(Selected excerpt)
Jamaica must ‘walk and chew gum at the same time’
US health dept official says health systems should respond to existing, emerging threats simultaneously
WITH THE end of the COVID-19 pandemic now in sight, Jamaica is being urged to invest in its frontline heathcare system to strengthen its capacity to respond to existing and future health threats.
The World Health Organization reported that last week the number of weekly reported deaths from COVID-19 plunged to its lowest since March 2020.
There have been 3,288 COVID-19 deaths in Jamaica and 6.52 million worldwide.
Assistant secretary for global affairs at the U.S. Department of Health and Human Services (HHS), Loyce Pace, said surveillance and emergency management systems are absolutely essential to fight global health security risks.
The rising health security risk is being fuelled by the ever-increasing globalisation of travel and trade, which are enabling diseases to spread more rapidly and drug-resistant and disease-causing pathogens to develop more often.
(End Selected excerpt)
(Provided material)
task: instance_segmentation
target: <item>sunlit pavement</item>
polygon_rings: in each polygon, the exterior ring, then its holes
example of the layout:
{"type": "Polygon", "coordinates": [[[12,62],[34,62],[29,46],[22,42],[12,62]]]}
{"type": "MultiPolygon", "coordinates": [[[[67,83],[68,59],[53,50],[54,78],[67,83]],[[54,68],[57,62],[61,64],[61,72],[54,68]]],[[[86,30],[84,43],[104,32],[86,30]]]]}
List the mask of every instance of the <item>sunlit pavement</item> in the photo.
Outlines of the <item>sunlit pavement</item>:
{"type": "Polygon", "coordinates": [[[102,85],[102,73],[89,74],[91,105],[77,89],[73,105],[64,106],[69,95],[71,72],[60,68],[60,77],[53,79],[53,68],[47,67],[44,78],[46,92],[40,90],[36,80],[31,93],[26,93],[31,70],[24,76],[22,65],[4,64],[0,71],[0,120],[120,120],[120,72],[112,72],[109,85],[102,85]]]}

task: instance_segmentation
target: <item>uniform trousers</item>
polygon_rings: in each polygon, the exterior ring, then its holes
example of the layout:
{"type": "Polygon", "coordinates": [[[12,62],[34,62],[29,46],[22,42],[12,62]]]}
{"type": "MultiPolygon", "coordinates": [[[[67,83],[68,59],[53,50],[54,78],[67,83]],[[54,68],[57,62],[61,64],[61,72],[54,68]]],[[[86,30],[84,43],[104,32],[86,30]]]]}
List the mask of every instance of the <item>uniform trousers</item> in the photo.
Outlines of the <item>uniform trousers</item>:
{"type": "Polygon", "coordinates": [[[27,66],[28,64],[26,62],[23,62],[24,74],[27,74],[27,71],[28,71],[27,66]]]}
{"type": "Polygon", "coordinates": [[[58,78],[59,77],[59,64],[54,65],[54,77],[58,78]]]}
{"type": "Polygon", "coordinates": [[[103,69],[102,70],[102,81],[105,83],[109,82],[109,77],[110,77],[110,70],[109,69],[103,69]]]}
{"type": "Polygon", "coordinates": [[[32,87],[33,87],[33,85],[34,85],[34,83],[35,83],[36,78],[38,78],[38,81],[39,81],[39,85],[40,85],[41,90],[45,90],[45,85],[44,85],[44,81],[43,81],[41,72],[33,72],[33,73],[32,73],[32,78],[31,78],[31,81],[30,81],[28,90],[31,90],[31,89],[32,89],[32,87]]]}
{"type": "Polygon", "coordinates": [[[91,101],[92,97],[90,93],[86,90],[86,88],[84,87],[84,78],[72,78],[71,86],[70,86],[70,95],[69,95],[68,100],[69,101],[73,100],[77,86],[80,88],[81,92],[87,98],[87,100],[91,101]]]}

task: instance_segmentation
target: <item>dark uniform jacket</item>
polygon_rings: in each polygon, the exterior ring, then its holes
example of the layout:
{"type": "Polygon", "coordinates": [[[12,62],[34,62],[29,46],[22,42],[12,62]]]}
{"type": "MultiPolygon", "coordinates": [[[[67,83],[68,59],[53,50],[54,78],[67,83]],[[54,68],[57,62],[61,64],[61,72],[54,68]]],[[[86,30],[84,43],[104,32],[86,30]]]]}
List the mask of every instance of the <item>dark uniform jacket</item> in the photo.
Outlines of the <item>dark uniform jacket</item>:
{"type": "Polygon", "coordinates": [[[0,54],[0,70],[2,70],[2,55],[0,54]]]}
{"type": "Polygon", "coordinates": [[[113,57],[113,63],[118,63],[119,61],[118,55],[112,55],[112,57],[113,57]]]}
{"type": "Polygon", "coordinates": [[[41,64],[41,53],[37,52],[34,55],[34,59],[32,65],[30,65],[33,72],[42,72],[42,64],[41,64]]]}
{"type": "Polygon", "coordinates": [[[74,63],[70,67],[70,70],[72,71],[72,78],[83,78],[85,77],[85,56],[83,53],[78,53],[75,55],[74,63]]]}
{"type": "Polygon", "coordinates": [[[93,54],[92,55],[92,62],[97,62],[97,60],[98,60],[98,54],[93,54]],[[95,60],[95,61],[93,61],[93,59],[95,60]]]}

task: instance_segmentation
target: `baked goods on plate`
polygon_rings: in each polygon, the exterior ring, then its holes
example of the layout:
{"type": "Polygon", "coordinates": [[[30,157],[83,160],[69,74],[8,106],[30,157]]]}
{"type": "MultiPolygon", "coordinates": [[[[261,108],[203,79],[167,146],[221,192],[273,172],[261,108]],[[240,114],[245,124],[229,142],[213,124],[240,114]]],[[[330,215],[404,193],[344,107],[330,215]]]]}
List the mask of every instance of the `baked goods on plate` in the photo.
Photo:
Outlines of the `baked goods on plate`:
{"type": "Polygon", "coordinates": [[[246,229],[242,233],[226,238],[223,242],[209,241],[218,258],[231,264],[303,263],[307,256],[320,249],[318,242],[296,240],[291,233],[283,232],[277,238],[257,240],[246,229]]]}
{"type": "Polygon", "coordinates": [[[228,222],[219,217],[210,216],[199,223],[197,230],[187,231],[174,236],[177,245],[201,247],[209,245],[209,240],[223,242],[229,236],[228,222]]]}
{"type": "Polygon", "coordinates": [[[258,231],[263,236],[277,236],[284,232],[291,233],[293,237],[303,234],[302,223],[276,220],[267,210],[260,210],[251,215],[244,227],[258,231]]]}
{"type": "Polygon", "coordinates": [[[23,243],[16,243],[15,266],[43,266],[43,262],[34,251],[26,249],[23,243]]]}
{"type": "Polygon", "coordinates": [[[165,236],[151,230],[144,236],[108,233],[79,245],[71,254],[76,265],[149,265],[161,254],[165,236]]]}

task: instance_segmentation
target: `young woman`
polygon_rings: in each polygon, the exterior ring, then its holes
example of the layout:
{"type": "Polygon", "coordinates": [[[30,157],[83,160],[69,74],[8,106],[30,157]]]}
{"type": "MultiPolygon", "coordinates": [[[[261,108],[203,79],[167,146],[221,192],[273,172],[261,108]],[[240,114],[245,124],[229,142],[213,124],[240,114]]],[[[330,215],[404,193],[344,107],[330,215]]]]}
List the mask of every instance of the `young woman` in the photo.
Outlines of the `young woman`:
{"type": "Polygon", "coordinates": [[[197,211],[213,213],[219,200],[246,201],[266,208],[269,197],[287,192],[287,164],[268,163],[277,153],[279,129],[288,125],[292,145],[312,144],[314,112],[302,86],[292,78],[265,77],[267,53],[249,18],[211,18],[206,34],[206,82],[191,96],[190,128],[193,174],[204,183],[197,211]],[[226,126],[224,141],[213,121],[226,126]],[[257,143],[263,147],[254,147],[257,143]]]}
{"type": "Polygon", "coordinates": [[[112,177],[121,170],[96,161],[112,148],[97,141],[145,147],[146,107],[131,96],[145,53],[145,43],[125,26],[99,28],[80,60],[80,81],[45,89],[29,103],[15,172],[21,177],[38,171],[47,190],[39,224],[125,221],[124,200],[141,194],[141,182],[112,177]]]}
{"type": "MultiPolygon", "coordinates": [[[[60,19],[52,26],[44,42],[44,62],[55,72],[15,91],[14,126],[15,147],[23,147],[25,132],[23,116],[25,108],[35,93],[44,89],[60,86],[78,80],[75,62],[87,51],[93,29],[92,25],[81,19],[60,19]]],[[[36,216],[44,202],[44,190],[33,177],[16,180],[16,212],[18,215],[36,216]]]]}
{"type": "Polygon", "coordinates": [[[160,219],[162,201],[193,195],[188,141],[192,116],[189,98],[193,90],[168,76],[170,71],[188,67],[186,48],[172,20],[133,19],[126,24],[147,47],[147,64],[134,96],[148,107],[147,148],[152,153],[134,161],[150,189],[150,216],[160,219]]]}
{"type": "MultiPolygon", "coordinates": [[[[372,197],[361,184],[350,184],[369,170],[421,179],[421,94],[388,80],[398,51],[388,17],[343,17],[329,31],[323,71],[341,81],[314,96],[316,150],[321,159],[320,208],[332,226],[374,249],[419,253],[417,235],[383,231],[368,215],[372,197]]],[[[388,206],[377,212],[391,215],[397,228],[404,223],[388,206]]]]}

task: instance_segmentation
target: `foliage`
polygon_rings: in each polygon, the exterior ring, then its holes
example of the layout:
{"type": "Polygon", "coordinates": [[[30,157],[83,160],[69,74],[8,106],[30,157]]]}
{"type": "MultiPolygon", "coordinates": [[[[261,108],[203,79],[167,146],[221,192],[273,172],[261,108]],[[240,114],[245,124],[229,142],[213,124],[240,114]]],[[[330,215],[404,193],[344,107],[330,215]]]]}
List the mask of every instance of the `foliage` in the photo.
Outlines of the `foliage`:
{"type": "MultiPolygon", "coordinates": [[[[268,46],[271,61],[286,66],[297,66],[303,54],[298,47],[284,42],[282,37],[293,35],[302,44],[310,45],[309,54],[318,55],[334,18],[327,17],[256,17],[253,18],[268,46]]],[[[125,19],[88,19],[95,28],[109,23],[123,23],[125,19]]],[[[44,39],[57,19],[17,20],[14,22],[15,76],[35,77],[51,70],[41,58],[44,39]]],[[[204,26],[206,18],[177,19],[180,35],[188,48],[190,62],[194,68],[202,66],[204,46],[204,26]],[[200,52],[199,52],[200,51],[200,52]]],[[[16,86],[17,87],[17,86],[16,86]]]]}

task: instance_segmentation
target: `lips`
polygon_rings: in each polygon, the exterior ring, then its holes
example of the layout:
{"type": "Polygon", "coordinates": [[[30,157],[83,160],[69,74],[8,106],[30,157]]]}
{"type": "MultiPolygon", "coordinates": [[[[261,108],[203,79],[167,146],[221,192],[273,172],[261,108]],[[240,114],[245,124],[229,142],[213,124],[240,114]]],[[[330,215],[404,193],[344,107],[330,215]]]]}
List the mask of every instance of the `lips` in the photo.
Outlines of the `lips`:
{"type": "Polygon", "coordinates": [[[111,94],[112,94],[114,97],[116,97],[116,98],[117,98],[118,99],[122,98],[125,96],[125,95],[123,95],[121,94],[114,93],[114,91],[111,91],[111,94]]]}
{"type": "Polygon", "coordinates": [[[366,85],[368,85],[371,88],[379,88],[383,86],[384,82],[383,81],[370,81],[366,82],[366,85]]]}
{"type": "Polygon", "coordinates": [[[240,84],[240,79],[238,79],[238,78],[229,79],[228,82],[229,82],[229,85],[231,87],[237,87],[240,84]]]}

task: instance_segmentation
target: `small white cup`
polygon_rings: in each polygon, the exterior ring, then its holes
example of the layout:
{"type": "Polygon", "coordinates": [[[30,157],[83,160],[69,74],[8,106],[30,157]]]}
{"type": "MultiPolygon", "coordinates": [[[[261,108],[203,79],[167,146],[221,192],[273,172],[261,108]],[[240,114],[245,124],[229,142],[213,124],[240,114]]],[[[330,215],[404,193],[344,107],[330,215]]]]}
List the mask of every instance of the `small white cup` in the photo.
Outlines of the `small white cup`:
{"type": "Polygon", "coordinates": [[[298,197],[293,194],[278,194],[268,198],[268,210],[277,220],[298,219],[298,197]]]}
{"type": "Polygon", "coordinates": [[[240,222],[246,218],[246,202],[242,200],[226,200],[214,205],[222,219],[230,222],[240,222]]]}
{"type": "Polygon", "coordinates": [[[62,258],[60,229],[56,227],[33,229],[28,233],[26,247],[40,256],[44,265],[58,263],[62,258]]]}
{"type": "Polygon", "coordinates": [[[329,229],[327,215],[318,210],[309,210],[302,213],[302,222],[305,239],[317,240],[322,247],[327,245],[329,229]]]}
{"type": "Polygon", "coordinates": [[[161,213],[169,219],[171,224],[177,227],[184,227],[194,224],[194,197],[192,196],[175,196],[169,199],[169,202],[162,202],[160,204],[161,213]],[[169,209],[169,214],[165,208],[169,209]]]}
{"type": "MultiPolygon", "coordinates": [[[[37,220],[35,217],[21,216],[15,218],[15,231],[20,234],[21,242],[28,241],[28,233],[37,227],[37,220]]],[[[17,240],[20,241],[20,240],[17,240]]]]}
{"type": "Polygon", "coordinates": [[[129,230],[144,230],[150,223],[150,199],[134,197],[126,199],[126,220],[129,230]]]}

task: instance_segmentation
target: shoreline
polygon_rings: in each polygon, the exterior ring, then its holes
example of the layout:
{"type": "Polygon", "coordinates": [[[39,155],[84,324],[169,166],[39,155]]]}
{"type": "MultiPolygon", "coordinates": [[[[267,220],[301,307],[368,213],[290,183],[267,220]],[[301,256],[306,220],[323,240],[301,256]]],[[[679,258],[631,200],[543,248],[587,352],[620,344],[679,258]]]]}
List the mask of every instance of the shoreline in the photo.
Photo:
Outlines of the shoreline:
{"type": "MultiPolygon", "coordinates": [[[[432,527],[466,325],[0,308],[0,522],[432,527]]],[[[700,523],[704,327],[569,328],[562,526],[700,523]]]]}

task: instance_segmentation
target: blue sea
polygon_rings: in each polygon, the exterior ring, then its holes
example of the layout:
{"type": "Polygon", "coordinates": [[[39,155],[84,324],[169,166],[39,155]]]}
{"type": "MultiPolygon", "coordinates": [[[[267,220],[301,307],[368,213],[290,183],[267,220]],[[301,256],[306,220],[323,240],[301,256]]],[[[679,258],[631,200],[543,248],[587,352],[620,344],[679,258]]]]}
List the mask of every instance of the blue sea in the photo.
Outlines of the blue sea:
(End Provided material)
### Task instructions
Reproduce the article about strengthening Jamaica's health system verbatim, in full.

### Expected answer
Jamaica must ‘walk and chew gum at the same time’
US health dept official says health systems should respond to existing, emerging threats simultaneously
WITH THE end of the COVID-19 pandemic now in sight, Jamaica is being urged to invest in its frontline heathcare system to strengthen its capacity to respond to existing and future health threats.
The World Health Organization reported that last week the number of weekly reported deaths from COVID-19 plunged to its lowest since March 2020.
There have been 3,288 COVID-19 deaths in Jamaica and 6.52 million worldwide.
Assistant secretary for global affairs at the U.S. Department of Health and Human Services (HHS), Loyce Pace, said surveillance and emergency management systems are absolutely essential to fight global health security risks.
The rising health security risk is being fuelled by the ever-increasing globalisation of travel and trade, which are enabling diseases to spread more rapidly and drug-resistant and disease-causing pathogens to develop more often.